Descripción del ejercicio: Transcriba sin alteraciones, del fragmento sobre la Alasita y el Ekeko, el pasaje que se abre con las palabras "La Alasita y" y se cierra con "por lo indígena.".

La Alasita y el Ekeko mantienen un misterio de siglos: su
origen. Éste se pierde en la noche de los tiempos por efecto, dicen los
expertos, de siglos de oscuridad. La extirpación de idolatrías indígenas,
aplicada por la Colonia, pesó mucho, pues aunque el sentido del rito y las
formas de manifestarlo subyacieron pese a las prohibiciones, también hubo
cambios y resignificaciones. Algo natural, pues la colonia tiñó de mestizaje,
inevitablemente, el universo creado por lo indígena.
La producción de miniaturas era parte de las culturas
precolombinas, preincaicas, de la zona andina, usadas en los rituales del agro
y para el bienestar de la comunidad. El costumbrista Rigoberto Paredes, en El
mito del Ekeko (1936), recoge un relato de apenas nacida la ciudad de Nuestra
Señora de La Paz, el 20 de octubre de 1548, cuando Alonso de Mendoza y sus
acompañantes se toparon con indios que solemnizaron las celebraciones con
idolillos de piedra y la venta de objetos diminutos a cambio de piedrecillas
planas.

Material:

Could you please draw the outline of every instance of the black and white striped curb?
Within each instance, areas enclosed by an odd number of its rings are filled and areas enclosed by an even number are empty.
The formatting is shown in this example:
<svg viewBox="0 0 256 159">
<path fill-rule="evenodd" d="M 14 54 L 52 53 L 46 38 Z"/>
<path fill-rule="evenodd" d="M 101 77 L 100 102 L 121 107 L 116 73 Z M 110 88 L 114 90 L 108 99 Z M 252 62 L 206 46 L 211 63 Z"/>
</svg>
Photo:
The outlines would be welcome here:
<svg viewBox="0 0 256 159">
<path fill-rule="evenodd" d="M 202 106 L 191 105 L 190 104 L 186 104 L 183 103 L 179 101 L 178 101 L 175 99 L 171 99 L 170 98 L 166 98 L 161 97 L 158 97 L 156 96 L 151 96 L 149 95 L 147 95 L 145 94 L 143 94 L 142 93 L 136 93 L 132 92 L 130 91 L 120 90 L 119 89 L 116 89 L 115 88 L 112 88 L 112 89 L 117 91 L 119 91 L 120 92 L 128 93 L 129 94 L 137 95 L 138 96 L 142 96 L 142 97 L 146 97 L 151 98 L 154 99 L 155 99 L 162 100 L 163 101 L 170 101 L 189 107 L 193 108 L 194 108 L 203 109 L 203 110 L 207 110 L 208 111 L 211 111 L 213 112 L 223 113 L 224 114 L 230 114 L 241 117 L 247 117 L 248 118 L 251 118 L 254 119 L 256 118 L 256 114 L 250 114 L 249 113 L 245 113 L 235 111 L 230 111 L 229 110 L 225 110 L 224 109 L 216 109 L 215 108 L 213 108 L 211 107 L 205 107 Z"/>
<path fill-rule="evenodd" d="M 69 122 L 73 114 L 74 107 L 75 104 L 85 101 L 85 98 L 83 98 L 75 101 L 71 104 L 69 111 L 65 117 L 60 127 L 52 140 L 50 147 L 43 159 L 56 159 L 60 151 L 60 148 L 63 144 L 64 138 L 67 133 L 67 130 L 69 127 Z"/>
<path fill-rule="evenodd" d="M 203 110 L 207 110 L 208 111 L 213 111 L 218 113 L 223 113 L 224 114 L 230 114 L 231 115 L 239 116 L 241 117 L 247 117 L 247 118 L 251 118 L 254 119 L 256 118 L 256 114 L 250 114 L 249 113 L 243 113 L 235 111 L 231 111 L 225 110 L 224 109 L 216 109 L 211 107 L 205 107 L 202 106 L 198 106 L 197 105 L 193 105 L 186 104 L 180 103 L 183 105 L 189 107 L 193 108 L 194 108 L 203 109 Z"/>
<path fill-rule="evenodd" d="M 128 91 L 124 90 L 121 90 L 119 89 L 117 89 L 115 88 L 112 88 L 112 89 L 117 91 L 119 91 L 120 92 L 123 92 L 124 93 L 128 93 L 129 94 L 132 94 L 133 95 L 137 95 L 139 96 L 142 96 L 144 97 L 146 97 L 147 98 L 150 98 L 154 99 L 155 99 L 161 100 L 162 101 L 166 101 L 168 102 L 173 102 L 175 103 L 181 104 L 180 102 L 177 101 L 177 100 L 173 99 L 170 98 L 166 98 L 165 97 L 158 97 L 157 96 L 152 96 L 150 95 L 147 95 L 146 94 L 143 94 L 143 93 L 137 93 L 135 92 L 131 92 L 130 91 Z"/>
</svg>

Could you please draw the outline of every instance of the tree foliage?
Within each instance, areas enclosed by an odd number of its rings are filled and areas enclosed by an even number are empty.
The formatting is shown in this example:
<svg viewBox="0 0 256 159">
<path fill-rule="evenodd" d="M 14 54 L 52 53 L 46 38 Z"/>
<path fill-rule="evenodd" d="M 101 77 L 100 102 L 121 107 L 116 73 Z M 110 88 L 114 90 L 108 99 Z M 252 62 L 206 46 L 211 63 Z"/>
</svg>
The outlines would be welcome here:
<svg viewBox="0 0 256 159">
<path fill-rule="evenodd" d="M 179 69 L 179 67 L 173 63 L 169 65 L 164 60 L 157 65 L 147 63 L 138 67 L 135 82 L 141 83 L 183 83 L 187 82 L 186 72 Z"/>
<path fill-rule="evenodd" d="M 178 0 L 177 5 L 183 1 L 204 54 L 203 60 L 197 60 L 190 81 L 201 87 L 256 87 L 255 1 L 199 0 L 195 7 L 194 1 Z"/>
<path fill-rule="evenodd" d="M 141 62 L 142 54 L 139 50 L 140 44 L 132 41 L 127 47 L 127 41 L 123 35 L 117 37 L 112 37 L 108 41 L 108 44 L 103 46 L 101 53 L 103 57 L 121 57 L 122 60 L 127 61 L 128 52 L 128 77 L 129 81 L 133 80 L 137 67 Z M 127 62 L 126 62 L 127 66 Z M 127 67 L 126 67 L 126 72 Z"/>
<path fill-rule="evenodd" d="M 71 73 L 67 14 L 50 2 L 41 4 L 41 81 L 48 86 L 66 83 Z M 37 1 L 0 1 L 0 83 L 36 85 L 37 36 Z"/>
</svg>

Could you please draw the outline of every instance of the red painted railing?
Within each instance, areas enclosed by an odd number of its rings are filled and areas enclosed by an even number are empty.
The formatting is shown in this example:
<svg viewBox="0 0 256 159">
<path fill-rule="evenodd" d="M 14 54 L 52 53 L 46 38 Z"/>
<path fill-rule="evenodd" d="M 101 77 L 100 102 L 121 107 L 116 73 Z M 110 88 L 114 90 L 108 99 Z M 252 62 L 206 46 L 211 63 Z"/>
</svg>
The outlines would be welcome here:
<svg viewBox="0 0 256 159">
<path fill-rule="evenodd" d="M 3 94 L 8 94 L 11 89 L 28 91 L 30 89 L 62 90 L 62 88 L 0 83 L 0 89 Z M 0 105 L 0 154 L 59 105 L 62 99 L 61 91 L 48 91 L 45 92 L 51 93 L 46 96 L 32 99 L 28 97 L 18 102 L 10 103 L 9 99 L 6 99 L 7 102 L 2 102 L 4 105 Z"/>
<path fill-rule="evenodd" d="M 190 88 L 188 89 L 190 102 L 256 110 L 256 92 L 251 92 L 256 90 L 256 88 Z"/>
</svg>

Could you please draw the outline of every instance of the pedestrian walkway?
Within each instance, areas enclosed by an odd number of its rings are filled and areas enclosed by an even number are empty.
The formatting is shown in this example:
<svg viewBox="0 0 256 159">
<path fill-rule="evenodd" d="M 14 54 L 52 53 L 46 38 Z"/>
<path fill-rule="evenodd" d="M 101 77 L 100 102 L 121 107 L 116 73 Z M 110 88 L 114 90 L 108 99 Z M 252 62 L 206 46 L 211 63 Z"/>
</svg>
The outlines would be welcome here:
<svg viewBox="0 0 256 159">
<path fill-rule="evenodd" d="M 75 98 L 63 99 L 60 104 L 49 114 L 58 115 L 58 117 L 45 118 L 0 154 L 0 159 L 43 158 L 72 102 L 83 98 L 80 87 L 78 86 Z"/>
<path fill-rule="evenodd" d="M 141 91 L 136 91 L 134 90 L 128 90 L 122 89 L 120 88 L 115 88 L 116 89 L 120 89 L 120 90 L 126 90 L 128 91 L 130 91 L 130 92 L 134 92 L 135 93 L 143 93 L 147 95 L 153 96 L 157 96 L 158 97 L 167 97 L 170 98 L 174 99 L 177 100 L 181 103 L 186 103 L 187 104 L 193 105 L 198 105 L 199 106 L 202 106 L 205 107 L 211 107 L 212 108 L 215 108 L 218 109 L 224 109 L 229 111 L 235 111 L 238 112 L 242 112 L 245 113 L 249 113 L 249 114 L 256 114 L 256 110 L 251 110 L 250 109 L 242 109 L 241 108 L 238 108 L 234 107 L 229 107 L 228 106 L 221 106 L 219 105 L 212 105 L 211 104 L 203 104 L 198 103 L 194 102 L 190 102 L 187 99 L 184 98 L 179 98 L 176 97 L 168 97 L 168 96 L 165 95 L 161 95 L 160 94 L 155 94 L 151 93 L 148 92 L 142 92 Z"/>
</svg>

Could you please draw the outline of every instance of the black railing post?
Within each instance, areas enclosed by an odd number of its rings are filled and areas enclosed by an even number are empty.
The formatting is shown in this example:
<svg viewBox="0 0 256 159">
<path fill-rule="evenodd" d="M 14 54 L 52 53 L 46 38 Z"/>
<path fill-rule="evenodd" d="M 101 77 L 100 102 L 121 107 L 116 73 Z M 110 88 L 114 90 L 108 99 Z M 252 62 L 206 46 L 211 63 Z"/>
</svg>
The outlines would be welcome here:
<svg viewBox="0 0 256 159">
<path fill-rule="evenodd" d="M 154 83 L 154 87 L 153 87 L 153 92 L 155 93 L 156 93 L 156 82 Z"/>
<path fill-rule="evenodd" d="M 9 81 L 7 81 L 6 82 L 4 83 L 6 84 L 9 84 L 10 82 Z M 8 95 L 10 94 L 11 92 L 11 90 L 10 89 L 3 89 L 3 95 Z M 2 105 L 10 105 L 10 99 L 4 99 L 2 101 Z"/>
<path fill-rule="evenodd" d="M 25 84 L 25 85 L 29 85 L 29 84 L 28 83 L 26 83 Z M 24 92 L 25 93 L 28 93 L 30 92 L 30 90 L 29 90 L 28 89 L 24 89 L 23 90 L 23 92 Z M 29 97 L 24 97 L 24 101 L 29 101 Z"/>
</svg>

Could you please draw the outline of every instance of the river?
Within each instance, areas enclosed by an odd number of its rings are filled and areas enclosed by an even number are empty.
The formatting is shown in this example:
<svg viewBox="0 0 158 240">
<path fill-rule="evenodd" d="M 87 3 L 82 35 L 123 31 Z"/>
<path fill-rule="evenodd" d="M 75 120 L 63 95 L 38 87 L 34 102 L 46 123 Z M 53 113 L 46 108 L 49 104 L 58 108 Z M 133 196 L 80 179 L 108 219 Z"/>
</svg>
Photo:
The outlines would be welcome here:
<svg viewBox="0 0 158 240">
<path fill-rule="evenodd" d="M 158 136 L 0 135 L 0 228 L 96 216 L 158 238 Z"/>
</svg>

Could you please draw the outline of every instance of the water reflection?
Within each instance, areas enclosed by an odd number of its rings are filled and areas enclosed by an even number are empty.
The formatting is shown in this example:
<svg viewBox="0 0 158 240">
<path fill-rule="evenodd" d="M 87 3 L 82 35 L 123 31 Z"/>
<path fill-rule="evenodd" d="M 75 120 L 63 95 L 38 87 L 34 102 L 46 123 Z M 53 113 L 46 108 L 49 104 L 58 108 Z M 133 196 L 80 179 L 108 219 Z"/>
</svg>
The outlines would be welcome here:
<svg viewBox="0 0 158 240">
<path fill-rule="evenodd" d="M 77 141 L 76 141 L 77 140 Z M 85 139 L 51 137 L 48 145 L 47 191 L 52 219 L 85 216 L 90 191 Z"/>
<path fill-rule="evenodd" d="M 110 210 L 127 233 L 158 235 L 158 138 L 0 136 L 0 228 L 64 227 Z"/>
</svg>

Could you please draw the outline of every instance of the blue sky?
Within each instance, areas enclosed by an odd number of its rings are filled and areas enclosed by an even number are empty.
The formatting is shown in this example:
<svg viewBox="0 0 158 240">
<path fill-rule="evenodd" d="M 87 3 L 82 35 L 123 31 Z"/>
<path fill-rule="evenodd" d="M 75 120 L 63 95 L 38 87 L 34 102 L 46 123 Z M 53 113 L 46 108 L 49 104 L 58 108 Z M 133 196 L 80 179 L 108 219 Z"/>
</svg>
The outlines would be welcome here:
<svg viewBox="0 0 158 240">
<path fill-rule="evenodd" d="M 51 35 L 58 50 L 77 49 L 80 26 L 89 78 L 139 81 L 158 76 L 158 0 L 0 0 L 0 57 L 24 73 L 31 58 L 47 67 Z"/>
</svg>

Respuesta del ejercicio:
La Alasita y el Ekeko mantienen un misterio de siglos: su
origen. Éste se pierde en la noche de los tiempos por efecto, dicen los
expertos, de siglos de oscuridad. La extirpación de idolatrías indígenas,
aplicada por la Colonia, pesó mucho, pues aunque el sentido del rito y las
formas de manifestarlo subyacieron pese a las prohibiciones, también hubo
cambios y resignificaciones. Algo natural, pues la colonia tiñó de mestizaje,
inevitablemente, el universo creado por lo indígena.